- **Records to process**:
------------------------------------------------

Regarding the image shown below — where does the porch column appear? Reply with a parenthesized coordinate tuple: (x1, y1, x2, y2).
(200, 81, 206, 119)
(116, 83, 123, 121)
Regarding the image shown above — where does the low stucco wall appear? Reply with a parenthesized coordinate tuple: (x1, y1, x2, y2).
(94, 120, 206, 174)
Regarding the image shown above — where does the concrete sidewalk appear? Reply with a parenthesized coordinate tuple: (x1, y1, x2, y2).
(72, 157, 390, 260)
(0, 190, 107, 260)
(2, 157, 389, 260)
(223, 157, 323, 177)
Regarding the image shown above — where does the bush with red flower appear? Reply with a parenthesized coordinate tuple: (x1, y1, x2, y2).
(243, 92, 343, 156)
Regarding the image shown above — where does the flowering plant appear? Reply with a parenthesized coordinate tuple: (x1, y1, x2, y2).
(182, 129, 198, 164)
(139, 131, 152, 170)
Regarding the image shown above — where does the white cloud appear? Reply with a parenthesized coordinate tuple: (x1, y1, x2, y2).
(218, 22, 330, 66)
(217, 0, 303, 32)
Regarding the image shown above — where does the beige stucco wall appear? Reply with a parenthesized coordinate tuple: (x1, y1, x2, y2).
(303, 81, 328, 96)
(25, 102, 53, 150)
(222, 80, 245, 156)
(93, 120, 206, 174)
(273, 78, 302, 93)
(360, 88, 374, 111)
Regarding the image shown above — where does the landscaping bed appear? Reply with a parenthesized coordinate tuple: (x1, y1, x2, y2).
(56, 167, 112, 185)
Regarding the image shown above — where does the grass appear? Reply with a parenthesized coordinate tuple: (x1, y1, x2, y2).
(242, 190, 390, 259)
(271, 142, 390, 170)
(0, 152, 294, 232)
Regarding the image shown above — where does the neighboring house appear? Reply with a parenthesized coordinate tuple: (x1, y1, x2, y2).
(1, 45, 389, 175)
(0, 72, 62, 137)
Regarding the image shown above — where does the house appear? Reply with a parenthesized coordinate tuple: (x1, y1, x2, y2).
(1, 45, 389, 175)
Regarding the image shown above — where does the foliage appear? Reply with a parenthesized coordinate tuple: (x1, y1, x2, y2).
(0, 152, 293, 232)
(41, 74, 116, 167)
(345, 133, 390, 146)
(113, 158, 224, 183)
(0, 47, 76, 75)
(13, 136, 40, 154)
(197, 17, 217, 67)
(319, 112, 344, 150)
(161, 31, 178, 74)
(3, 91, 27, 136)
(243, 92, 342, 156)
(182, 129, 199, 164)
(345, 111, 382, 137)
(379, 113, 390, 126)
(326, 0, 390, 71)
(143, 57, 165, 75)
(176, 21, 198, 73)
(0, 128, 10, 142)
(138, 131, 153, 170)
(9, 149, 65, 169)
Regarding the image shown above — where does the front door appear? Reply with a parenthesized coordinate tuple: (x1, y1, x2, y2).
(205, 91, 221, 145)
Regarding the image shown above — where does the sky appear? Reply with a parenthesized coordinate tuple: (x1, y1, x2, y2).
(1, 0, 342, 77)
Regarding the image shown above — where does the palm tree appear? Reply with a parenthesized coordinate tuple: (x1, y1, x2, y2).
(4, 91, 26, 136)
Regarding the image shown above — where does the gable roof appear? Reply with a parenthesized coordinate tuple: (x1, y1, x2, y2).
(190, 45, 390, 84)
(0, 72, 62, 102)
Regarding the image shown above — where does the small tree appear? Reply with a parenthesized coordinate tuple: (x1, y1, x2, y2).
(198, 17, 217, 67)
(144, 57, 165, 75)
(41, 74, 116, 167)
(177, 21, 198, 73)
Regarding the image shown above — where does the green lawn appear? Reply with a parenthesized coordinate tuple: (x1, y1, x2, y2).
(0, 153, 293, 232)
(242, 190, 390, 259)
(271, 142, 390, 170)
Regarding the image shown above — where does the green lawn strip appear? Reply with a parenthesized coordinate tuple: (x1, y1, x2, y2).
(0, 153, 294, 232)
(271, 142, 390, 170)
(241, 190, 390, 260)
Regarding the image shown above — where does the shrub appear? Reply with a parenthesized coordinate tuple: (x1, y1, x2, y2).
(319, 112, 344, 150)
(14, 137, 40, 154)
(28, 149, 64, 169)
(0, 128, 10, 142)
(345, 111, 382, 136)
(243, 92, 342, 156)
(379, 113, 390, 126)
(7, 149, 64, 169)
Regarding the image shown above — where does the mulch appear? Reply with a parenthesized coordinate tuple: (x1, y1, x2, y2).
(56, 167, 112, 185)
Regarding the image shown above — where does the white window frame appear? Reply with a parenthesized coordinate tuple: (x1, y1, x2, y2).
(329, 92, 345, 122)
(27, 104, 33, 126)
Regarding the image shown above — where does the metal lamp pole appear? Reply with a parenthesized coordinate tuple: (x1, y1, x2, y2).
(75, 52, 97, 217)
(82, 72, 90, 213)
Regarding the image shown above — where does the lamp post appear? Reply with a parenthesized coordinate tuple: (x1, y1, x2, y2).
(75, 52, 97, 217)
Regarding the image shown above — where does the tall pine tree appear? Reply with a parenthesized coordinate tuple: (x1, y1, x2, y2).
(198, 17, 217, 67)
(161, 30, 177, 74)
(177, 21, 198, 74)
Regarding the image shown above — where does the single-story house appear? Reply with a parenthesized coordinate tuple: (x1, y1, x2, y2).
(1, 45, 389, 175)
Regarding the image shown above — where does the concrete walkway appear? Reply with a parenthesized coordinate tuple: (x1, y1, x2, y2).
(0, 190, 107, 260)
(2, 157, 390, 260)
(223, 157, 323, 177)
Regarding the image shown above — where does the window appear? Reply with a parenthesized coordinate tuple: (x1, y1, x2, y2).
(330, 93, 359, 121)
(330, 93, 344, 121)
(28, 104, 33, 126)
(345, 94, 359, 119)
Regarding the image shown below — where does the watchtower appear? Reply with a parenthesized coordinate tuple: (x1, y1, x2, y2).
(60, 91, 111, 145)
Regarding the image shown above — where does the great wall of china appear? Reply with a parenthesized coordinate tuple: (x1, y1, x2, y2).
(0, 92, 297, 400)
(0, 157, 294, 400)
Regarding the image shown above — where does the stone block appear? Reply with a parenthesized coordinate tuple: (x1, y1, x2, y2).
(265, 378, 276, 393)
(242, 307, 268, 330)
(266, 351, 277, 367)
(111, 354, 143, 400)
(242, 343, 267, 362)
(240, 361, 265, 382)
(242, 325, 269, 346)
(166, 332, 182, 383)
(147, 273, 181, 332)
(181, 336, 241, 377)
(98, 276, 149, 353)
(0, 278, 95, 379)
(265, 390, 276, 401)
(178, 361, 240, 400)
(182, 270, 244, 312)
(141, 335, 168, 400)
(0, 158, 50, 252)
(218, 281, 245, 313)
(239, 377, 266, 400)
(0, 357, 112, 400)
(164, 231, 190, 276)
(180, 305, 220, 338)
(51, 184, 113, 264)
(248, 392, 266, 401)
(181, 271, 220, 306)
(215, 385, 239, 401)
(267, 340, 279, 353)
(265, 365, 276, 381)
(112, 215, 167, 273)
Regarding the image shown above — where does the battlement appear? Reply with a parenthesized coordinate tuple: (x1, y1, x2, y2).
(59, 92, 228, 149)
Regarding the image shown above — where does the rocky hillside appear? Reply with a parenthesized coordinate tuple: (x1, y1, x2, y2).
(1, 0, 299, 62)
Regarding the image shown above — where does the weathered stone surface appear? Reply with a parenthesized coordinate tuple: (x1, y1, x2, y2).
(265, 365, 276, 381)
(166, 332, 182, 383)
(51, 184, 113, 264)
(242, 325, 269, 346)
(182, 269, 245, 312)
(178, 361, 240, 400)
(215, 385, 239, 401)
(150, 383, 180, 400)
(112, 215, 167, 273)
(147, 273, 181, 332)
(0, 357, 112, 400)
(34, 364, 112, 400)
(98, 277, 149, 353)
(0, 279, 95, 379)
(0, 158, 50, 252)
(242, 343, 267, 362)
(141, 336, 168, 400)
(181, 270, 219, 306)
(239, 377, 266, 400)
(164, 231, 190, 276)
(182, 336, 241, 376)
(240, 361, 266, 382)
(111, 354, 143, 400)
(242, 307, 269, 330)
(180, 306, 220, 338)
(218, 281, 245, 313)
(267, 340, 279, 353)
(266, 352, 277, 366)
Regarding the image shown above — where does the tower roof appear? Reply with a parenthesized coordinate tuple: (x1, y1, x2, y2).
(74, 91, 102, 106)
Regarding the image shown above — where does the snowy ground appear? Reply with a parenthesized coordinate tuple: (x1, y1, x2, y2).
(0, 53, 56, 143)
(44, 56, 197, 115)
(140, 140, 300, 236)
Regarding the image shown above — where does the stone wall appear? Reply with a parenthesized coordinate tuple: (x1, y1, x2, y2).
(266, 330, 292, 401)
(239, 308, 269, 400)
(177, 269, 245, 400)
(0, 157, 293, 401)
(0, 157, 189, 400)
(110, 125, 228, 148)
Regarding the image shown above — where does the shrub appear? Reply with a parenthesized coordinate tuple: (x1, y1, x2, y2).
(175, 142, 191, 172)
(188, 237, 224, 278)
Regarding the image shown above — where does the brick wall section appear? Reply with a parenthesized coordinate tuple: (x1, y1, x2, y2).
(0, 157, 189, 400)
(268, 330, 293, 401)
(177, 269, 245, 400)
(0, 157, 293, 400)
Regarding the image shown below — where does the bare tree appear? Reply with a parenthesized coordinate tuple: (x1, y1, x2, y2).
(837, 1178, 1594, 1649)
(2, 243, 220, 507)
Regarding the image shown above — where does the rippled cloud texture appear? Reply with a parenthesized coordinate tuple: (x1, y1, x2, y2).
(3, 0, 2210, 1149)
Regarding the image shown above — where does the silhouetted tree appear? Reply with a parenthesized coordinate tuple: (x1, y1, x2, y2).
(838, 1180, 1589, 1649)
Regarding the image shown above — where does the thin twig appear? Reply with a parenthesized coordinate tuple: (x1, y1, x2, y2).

------------------------------------------------

- **Exercise objective**:
Restate, word for word, the final stretch of the entries above: the line containing "Regarding the image shown above — where does the silhouetted" and every line after it, up to and including the last.

- **Solution to this exercise**:
Regarding the image shown above — where does the silhouetted tree appear? Reply with a parenthesized coordinate tuple: (x1, y1, x2, y2).
(838, 1180, 1589, 1649)
Regarding the image shown above — where does the thin twig appear? Reply with a parenthesized coordinate tuple: (x1, y1, x2, y2).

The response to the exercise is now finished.